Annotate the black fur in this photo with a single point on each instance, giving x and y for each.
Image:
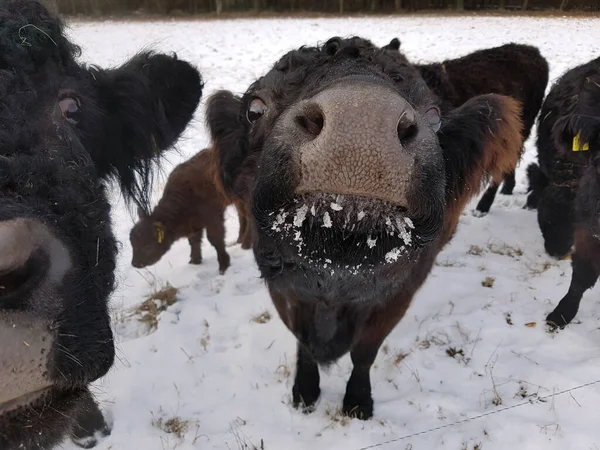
(515, 70)
(565, 184)
(335, 294)
(55, 171)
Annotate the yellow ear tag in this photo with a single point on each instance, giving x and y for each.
(577, 144)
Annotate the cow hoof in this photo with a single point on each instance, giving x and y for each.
(557, 319)
(307, 401)
(358, 408)
(89, 438)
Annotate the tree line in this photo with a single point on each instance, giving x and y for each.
(190, 7)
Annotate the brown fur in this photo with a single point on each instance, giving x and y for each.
(500, 156)
(193, 199)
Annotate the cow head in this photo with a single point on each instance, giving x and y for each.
(65, 130)
(350, 181)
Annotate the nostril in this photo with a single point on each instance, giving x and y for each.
(407, 128)
(406, 133)
(311, 121)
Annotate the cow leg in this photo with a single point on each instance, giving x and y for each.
(509, 183)
(585, 274)
(247, 237)
(195, 241)
(358, 401)
(533, 199)
(485, 203)
(243, 220)
(306, 390)
(215, 232)
(89, 425)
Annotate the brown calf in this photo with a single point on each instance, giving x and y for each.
(192, 201)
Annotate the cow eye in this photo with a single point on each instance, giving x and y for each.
(434, 118)
(256, 110)
(70, 106)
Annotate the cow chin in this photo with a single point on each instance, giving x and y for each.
(47, 414)
(347, 241)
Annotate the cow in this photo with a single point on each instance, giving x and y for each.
(515, 70)
(564, 186)
(67, 130)
(357, 181)
(192, 201)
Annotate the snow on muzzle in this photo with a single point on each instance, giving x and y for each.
(32, 264)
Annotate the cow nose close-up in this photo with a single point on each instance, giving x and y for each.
(355, 141)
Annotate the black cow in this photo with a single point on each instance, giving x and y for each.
(515, 70)
(65, 130)
(565, 186)
(358, 182)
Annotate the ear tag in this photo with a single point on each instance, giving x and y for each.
(577, 144)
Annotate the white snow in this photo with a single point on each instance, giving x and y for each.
(300, 215)
(230, 377)
(393, 255)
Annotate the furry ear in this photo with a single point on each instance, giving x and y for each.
(142, 214)
(579, 131)
(393, 45)
(229, 133)
(481, 139)
(146, 104)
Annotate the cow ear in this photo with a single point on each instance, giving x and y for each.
(142, 214)
(229, 134)
(394, 44)
(146, 104)
(481, 139)
(578, 132)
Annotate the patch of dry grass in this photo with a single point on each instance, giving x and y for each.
(158, 302)
(488, 282)
(475, 250)
(263, 317)
(205, 339)
(505, 250)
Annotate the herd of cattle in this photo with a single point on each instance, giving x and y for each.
(349, 167)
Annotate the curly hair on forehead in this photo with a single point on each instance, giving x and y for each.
(26, 43)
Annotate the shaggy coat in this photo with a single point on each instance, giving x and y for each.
(565, 186)
(65, 130)
(518, 71)
(355, 184)
(192, 201)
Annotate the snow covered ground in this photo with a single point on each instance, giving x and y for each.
(212, 376)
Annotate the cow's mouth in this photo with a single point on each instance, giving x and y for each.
(26, 401)
(338, 232)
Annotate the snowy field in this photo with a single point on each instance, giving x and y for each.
(215, 375)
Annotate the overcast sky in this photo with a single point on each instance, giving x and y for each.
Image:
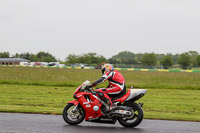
(107, 27)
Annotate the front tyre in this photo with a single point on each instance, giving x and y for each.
(135, 118)
(71, 116)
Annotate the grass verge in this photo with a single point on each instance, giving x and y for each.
(172, 104)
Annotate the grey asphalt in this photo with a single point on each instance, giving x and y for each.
(37, 123)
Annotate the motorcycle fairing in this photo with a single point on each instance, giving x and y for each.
(75, 102)
(92, 107)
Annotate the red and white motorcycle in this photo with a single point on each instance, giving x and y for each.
(91, 108)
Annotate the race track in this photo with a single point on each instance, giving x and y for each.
(37, 123)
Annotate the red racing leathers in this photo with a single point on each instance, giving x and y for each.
(116, 85)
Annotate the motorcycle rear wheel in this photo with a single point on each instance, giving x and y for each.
(73, 118)
(135, 119)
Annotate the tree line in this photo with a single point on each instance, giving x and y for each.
(125, 59)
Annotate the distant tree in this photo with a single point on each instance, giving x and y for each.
(185, 60)
(124, 57)
(72, 58)
(166, 61)
(45, 57)
(89, 58)
(5, 55)
(149, 60)
(193, 55)
(198, 60)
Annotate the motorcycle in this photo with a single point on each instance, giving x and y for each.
(90, 107)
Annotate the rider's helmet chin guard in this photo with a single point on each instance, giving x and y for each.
(106, 68)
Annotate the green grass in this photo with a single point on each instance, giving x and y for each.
(171, 95)
(74, 77)
(170, 104)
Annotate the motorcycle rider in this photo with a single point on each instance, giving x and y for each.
(116, 87)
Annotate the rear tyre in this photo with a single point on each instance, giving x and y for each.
(135, 118)
(73, 118)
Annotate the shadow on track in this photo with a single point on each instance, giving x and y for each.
(100, 129)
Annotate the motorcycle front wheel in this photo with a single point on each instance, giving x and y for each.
(135, 118)
(71, 116)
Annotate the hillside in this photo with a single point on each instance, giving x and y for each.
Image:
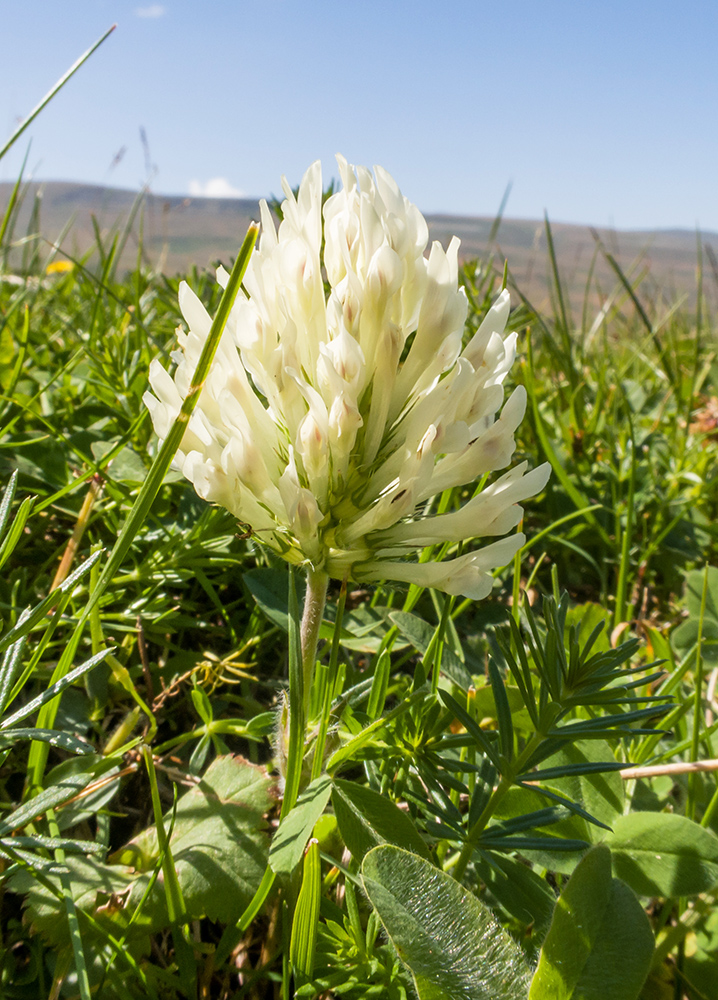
(181, 232)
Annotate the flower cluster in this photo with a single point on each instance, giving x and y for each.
(341, 399)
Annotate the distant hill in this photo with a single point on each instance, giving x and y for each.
(181, 232)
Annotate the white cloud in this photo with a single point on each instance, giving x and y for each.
(154, 10)
(217, 187)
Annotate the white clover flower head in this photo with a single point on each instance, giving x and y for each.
(328, 419)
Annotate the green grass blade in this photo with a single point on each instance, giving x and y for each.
(150, 489)
(51, 93)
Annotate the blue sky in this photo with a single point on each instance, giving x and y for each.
(602, 112)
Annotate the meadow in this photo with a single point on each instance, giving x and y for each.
(501, 798)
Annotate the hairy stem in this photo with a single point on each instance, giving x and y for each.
(314, 601)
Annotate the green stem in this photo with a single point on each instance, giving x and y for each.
(698, 700)
(314, 601)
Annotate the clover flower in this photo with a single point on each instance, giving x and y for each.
(341, 400)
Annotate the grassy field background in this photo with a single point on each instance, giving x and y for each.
(179, 620)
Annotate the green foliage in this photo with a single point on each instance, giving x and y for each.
(468, 756)
(449, 940)
(600, 944)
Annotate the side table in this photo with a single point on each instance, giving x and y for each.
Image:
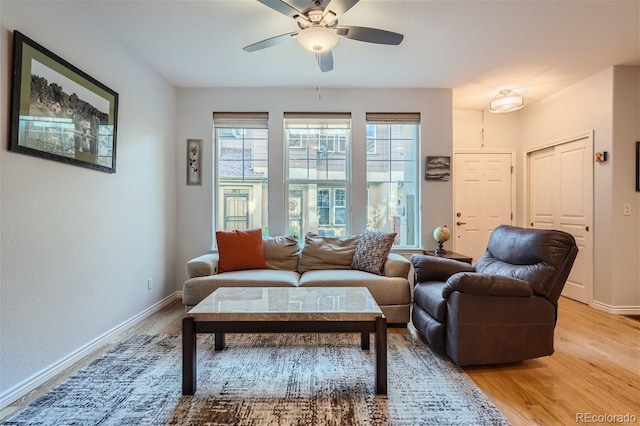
(450, 255)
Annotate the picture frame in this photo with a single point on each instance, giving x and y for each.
(58, 112)
(437, 168)
(194, 161)
(637, 166)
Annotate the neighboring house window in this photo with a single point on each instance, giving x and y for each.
(392, 175)
(317, 172)
(241, 169)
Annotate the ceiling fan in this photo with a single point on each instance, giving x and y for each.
(319, 31)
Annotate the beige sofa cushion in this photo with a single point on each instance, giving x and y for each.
(196, 289)
(385, 290)
(281, 252)
(327, 252)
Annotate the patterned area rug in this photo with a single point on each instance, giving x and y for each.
(265, 379)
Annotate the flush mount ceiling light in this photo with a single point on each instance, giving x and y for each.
(506, 101)
(317, 39)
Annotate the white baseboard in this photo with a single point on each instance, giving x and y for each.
(26, 386)
(616, 310)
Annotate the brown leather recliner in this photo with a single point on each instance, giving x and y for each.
(502, 310)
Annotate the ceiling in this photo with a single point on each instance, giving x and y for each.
(475, 47)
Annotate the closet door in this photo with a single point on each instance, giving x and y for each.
(560, 196)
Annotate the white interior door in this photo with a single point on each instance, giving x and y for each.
(483, 199)
(561, 197)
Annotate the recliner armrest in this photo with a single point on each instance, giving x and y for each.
(433, 268)
(203, 266)
(488, 285)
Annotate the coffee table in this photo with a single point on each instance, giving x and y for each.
(285, 310)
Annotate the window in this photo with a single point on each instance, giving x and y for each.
(392, 175)
(242, 171)
(317, 172)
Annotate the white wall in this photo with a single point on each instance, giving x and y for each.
(77, 245)
(483, 130)
(195, 108)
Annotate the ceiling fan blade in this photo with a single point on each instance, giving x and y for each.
(340, 6)
(280, 6)
(371, 35)
(325, 61)
(270, 42)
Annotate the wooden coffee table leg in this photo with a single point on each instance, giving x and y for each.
(188, 357)
(381, 355)
(219, 341)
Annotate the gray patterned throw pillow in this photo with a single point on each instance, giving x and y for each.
(372, 251)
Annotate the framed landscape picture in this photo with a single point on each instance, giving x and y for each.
(437, 168)
(59, 112)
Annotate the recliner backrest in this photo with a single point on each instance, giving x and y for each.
(541, 257)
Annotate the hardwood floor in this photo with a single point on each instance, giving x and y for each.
(595, 370)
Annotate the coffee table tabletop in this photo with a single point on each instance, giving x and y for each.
(285, 310)
(287, 304)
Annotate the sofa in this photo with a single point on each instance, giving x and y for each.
(361, 260)
(503, 309)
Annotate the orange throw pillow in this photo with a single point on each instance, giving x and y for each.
(240, 250)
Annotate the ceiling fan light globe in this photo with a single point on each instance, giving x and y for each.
(317, 39)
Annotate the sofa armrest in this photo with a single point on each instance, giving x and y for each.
(487, 285)
(433, 268)
(397, 265)
(203, 266)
########################################
### ASSIGNED TASK:
Only exact copies of the lines from the one containing "Annotate the hardwood" to the end of the records belong in the answer.

### TASK SOLUTION:
Annotate the hardwood floor in this photo with a single point on each instance, giving x and y for each.
(595, 370)
Annotate the coffee table tabletop in this photo with a single point on each instance, giving x and y for each.
(285, 310)
(287, 304)
Annotate the sofa in this photo with a single point on each instance, giving x and y for each.
(361, 260)
(503, 309)
Annotate the orange throw pillow in this photo with a single point on each instance, giving x and y for each.
(240, 250)
Annotate the ceiling fan light globe in this photo with a single point on each instance, giving x and y for each.
(317, 39)
Annotate the sofa armrest in this photo with a single point on each instance, giving x and y for each.
(487, 285)
(433, 268)
(397, 265)
(203, 266)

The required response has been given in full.